PETUNJUK >>
1. Salin persis bagian teks tentang pemesanan daring dari "Untuk menyambung hidup" sampai "ditemukan di pasar.".
2. Buat daftar semua kalimat di paragraf pertama teks tentang pemesanan daring, sesuai urutannya.
3. Lanjutkan teks tentang pemesanan daring daging ayam mulai dari kalimat terakhirnya.

TEKS SUMBER >>

· · · · · · ·

Untuk menyambung hidup karyawannya, Guntaryadi pun memberdayakan mereka untuk melayani pemesanan daring. Peluang itu dikerjakan dengan adanya kampanye belanja dari rumah oleh pemerintah daerah di Jakarta. Melalui sambungan telepon atau aplikasi pesan, masyarakat bisa memesan daging ayam, bahkan kebutuhan lain yang bisa ditemukan di pasar.
”Penjualan lewat online ini cukup membantu dan memberi tambahan untuk anak-anak (karyawan). Kami jadi dapat tambahan untuk membeli kebutuhan lain, seperti sayuran, bumbu, dan lainnya. Lalu, pekerjaan untuk nganterin barang yang dihargai Rp 20.000 sekali jalan juga jadi tambahan,” ujarnya.

· · · · · · ·

KUTIPAN DATA >>
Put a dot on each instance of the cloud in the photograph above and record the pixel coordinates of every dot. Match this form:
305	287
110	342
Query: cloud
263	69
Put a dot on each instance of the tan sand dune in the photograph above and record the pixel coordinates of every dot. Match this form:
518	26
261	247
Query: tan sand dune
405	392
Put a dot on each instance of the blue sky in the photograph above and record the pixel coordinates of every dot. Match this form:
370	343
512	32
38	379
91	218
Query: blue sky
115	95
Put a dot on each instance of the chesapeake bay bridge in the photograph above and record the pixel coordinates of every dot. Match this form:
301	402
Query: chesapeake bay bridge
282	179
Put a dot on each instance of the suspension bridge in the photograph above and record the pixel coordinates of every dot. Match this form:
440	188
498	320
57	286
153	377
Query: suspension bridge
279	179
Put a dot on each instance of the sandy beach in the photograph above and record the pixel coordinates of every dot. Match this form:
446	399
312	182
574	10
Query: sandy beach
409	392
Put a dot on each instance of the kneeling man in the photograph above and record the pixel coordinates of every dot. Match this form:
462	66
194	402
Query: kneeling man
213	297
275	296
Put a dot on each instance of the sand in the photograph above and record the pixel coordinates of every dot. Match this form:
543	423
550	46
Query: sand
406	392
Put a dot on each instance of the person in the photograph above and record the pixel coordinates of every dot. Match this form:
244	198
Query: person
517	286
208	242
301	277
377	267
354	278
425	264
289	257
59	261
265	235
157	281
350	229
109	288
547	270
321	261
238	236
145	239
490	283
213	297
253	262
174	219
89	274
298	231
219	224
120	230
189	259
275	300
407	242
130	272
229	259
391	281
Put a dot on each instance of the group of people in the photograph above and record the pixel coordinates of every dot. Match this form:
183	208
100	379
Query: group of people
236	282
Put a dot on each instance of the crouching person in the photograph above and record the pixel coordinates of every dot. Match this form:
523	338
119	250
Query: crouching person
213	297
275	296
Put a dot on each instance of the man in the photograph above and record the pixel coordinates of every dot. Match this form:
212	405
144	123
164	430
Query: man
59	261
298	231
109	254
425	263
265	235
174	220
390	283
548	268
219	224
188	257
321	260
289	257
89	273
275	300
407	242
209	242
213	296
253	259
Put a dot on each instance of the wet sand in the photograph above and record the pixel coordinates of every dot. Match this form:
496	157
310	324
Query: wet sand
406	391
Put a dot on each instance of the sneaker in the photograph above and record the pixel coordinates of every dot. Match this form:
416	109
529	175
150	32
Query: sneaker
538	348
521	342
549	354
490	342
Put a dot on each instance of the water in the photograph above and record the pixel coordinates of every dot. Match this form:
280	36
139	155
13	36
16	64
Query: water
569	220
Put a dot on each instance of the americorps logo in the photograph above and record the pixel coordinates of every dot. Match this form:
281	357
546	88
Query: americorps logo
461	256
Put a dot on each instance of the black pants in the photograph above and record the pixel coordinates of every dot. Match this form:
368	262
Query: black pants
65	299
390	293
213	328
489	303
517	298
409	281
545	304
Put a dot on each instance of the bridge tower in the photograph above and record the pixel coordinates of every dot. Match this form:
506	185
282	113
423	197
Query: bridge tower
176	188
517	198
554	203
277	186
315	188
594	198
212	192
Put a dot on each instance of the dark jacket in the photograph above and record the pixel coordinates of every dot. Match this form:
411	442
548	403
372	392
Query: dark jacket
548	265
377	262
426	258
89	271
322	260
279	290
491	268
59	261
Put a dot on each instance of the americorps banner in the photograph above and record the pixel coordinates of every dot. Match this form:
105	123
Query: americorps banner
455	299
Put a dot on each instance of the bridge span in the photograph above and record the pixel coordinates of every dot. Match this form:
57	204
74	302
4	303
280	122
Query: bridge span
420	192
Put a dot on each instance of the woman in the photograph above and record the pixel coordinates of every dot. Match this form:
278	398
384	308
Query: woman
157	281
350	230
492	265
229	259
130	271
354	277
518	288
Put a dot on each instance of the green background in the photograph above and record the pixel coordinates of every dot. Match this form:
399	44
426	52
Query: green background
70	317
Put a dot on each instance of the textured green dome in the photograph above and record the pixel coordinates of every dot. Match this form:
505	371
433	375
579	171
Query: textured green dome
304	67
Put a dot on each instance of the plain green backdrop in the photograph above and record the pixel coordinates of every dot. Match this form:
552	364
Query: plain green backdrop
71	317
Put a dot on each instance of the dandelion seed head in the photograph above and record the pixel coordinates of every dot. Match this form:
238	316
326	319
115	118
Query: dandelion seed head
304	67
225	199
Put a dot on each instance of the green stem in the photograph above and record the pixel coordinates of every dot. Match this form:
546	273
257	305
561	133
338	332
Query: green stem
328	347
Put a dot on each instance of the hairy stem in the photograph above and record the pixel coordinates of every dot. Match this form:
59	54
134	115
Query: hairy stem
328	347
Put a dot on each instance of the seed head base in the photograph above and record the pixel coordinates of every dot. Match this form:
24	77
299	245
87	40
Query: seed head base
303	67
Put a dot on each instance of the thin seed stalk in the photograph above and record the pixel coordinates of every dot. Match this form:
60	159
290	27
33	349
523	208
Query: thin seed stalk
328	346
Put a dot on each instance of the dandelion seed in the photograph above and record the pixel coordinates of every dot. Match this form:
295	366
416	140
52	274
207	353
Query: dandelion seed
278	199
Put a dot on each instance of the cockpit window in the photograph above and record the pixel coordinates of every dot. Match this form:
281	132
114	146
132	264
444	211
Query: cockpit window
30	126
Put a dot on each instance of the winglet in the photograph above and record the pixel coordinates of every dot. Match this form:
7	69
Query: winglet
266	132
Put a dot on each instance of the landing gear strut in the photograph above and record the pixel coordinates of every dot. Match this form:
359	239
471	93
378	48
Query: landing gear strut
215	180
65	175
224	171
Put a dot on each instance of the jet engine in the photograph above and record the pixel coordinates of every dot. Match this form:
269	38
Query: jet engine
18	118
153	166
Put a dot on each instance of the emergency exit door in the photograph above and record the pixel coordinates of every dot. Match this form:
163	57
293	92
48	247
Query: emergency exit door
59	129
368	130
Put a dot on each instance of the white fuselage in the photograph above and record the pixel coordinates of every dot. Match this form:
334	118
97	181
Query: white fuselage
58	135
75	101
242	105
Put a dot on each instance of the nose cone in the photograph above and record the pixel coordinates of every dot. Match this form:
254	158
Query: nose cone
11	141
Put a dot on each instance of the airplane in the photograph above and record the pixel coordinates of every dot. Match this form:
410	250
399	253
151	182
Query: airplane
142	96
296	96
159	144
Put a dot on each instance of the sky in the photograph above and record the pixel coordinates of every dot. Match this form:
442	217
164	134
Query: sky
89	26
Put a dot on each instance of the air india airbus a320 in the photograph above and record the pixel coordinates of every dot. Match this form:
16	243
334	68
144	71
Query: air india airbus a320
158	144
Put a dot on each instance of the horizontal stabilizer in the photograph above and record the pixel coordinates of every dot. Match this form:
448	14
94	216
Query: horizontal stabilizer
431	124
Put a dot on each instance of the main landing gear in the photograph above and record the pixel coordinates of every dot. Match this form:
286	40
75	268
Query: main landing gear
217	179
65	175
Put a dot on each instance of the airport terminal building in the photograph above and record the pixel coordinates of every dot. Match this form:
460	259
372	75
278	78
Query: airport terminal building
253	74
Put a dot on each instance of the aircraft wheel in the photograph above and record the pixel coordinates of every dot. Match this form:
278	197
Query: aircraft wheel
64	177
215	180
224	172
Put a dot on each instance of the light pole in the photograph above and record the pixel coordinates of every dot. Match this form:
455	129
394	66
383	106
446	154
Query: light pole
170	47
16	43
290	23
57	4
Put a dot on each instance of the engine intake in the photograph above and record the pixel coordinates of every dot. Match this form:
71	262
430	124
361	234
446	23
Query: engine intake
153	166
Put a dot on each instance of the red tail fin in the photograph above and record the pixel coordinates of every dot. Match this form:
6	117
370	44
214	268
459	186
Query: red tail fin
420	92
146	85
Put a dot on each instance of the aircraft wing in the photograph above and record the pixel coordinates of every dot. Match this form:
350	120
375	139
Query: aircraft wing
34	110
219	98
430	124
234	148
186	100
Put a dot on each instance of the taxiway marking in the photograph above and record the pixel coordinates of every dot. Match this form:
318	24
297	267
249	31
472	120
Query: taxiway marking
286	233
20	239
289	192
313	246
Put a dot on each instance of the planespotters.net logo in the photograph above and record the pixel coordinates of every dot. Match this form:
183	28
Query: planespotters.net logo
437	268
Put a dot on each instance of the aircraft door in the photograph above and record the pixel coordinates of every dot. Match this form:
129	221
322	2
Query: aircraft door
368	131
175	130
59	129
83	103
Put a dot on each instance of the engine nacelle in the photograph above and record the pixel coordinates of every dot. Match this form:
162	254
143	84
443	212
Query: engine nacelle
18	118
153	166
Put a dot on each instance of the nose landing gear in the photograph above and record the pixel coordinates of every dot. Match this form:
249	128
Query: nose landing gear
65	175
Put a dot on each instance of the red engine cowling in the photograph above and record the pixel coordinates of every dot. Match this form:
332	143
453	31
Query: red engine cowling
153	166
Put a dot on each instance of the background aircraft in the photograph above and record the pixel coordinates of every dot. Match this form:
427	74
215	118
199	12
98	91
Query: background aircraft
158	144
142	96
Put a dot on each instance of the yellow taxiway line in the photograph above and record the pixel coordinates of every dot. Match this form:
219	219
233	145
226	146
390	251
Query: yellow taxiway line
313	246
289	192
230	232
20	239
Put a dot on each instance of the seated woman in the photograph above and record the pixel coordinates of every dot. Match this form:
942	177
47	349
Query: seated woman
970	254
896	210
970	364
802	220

· · · · · · ·

JAWABAN YANG DIHARAPKAN >>
1.
Untuk menyambung hidup karyawannya, Guntaryadi pun memberdayakan mereka untuk melayani pemesanan daring. Peluang itu dikerjakan dengan adanya kampanye belanja dari rumah oleh pemerintah daerah di Jakarta. Melalui sambungan telepon atau aplikasi pesan, masyarakat bisa memesan daging ayam, bahkan kebutuhan lain yang bisa ditemukan di pasar.

2.
1. Untuk menyambung hidup karyawannya, Guntaryadi pun memberdayakan mereka untuk melayani pemesanan daring.
2. Peluang itu dikerjakan dengan adanya kampanye belanja dari rumah oleh pemerintah daerah di Jakarta.
3. Melalui sambungan telepon atau aplikasi pesan, masyarakat bisa memesan daging ayam, bahkan kebutuhan lain yang bisa ditemukan di pasar.

3.
Tak sampai di situ, agar tetap bisa menafkahi karyawannya, ia juga menahan pengeluaran tidak perlu, seperti memperbarui kendaraan untuk kegiatan usaha.
Ketahanan pangan
Meskipun pelaku usaha di rantai pasok ayam pedaging masih bisa bertahan, praktik pembatasan sosial bisa memberi kendala serius pada sektor pertanian dan pasokan pangan. Hal itu diprediksi Organisasi Pangan dan Pertanian (FAO) akan muncul mulai April ini.
Menanggapi perkiraan itu, Ketua Umum Dewan Pimpinan Nasional (DPN) Himpunan Kerukunan Tani Indonesia (HKTI) Fadli Zon berpendapat, pemerintah harus memprioritaskan dana bantuan sekitar Rp 150 triliun untuk pemulihan ekonomi kepada pelaku sektor pangan, termasuk peternak.
”Ketersediaan pangan rakyat Indonesia selama ini disokong oleh 26.125 juta rumah tangga petani. Merekalah yang seharusnya diprioritaskan mendapatkan bantuan stimulus ekonomi, bukannya industri start up atau sektor tersier lainnya," katanya dalam keterangan tertulis.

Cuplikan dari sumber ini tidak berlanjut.